Quote the entries below from the line with "Spot the skyline" through the line with "# sample body: [(92, 38)]", both ends included, and only those lines.

[Data records Boundary: Start]

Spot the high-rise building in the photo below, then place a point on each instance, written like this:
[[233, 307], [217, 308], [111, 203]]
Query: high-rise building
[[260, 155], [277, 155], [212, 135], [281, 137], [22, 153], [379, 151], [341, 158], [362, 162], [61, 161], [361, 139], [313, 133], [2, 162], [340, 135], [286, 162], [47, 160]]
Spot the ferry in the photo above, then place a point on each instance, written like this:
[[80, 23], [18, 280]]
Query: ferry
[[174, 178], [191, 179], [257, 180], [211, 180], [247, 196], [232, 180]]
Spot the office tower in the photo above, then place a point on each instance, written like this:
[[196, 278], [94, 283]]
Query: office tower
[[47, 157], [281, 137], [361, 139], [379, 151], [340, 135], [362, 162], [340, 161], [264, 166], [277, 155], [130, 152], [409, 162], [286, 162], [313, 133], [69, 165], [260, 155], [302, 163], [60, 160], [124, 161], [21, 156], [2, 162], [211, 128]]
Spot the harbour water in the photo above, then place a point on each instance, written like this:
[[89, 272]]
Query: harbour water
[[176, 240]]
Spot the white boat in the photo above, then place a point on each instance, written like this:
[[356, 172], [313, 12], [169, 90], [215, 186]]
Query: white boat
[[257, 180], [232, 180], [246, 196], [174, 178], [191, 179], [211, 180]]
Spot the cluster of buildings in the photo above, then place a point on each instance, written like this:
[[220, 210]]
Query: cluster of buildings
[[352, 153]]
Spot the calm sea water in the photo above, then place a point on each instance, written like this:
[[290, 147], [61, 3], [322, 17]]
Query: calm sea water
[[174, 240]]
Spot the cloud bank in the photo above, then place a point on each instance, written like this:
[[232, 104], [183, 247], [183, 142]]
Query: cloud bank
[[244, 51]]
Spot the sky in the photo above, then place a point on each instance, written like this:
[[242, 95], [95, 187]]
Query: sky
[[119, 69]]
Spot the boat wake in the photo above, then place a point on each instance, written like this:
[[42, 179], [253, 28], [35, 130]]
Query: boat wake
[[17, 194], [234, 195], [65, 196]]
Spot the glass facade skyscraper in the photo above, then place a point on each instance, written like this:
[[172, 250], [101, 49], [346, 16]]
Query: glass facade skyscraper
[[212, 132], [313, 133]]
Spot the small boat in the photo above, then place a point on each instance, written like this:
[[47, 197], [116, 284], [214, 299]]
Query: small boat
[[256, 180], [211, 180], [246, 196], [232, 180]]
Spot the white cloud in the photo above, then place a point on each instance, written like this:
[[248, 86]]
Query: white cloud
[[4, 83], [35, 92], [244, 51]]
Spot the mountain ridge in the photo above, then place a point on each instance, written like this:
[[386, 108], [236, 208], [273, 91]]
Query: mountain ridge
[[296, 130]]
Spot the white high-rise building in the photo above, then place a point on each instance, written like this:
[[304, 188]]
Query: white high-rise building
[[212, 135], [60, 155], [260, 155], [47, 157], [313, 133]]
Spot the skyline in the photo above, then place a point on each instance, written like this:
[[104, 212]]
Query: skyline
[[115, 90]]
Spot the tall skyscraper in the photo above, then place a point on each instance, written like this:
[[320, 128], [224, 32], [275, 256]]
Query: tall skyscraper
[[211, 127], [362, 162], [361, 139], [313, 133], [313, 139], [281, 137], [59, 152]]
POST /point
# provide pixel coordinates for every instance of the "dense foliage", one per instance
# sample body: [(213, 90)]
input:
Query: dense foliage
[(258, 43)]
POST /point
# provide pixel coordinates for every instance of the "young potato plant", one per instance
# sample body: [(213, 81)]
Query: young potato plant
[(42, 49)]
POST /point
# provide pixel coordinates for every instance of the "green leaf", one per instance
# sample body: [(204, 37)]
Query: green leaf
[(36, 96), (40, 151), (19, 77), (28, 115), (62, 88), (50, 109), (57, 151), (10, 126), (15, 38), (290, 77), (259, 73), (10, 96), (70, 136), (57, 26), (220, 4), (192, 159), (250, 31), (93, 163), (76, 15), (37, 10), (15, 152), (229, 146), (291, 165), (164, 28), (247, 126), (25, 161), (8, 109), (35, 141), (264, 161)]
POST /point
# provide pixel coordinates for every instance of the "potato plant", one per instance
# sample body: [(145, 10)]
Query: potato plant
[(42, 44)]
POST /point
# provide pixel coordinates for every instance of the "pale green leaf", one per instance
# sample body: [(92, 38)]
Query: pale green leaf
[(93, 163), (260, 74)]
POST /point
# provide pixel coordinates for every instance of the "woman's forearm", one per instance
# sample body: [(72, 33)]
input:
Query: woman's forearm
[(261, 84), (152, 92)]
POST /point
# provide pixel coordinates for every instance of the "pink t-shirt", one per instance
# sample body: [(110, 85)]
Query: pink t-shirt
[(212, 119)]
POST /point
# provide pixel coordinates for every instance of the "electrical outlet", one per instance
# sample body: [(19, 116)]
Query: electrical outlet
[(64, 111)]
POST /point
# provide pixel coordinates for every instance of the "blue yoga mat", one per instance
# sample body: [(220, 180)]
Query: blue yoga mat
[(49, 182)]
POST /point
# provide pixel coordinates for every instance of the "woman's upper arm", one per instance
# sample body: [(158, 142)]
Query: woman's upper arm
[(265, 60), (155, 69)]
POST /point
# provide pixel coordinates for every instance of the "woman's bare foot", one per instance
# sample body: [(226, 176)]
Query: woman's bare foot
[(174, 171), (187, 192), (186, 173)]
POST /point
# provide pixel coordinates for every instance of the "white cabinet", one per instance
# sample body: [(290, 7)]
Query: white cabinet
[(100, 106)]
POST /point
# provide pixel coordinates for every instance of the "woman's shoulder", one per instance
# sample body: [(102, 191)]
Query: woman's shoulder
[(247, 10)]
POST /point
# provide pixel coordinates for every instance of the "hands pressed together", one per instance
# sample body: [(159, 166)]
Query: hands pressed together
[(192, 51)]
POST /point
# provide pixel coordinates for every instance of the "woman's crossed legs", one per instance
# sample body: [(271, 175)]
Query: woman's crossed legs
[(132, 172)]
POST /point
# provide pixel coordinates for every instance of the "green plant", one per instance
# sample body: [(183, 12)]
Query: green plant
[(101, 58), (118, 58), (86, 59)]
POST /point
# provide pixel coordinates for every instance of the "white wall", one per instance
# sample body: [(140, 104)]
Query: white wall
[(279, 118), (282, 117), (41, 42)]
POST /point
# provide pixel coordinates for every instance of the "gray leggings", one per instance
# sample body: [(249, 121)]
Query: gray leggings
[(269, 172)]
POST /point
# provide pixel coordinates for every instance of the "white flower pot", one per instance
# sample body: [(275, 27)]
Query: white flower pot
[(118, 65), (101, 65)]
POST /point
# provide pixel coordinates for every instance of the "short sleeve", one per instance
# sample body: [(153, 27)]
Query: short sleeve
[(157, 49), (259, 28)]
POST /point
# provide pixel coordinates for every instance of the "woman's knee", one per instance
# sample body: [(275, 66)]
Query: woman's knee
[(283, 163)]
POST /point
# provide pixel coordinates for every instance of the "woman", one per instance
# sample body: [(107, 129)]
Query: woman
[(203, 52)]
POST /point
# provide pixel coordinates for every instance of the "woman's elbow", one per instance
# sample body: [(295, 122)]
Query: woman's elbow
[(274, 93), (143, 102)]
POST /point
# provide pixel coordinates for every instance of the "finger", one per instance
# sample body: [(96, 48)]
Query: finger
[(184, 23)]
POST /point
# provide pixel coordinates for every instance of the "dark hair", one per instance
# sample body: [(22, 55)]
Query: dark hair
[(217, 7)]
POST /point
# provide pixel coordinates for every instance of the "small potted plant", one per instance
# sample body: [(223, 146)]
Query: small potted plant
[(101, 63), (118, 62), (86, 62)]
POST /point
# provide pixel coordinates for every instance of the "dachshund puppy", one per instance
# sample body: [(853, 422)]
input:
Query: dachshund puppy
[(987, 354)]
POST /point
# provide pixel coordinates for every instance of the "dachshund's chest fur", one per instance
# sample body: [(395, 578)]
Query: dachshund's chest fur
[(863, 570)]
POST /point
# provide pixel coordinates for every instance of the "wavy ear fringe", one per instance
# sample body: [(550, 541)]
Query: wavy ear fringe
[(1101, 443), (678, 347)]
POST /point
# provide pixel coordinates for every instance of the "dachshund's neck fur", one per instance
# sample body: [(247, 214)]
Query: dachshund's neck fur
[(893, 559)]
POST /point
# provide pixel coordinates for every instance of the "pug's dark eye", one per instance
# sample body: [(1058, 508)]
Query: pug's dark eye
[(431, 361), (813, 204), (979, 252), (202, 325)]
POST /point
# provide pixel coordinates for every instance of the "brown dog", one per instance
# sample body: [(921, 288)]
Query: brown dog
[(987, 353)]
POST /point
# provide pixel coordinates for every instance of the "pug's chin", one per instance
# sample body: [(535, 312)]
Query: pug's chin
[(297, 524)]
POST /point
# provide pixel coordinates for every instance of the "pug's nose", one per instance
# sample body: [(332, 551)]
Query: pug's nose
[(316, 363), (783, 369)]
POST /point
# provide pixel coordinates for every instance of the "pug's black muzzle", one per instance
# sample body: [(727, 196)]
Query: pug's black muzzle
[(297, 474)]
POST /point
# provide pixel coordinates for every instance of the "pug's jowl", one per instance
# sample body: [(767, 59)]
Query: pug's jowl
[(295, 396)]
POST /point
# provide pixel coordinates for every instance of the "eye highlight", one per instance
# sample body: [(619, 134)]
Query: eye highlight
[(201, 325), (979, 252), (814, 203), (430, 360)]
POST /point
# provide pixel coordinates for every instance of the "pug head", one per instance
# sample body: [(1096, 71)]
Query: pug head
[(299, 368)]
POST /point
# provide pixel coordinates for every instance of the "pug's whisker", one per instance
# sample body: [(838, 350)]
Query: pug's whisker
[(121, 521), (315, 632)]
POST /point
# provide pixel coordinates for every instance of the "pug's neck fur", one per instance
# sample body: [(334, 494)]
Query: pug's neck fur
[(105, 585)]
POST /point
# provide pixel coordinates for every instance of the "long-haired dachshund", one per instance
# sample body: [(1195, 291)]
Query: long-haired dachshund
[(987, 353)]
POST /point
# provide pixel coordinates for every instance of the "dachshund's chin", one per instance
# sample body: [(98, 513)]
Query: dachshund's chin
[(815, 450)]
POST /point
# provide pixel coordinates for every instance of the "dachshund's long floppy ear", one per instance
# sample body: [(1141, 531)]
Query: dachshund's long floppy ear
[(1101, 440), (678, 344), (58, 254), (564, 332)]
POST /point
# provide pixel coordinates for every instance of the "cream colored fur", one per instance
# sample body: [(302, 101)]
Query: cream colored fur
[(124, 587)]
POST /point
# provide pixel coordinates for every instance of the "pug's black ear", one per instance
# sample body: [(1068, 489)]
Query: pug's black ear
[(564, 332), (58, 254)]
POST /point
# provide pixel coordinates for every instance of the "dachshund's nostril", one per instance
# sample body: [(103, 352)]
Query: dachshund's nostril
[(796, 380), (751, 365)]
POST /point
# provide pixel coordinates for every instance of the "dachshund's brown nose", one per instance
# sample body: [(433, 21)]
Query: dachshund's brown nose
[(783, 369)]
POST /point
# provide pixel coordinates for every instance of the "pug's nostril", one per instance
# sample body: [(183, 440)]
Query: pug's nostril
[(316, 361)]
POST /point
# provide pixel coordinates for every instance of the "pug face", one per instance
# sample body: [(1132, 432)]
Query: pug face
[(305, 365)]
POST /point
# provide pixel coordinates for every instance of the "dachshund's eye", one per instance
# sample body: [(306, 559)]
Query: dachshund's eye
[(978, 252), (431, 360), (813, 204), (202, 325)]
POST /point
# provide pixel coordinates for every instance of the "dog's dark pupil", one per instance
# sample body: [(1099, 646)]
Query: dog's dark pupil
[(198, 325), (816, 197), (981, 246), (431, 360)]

[Data records Boundary: End]

## Solution below:
Spot the skyline in the photo above, then place a point on each instance, written like this:
[[104, 212]]
Query: skyline
[[115, 90]]
Spot the tall skyscraper in the photo above, then place a point on each instance, written like this:
[[320, 128], [224, 32], [275, 256]]
Query: tall skyscraper
[[211, 127], [362, 162], [361, 139], [313, 133], [313, 139], [281, 137], [59, 152]]
POST /point
# provide pixel coordinates for every instance of the "dense foliage", one per instance
# sample body: [(213, 90)]
input:
Query: dense foliage
[(258, 43)]
POST /point
# provide pixel coordinates for every instance of the "young potato plant", one per instance
# sample body: [(213, 81)]
Query: young potato plant
[(42, 49)]
POST /point
# provide pixel coordinates for every instance of the "green leaf", one per instance
# sample body: [(204, 37)]
Query: green leaf
[(36, 96), (40, 151), (19, 77), (28, 115), (62, 88), (50, 109), (57, 151), (10, 126), (15, 38), (290, 77), (259, 73), (10, 96), (70, 136), (57, 26), (220, 4), (192, 159), (250, 31), (93, 163), (76, 15), (37, 10), (15, 152), (229, 146), (291, 165), (164, 28), (247, 126), (25, 161), (8, 109), (35, 141), (264, 161)]
POST /point
# provide pixel coordinates for every instance of the "potato plant", one per instance
# sample body: [(145, 10)]
Query: potato plant
[(42, 44)]
POST /point
# provide pixel coordinates for every instance of the "pale green leaf", one per instance
# sample body: [(92, 38)]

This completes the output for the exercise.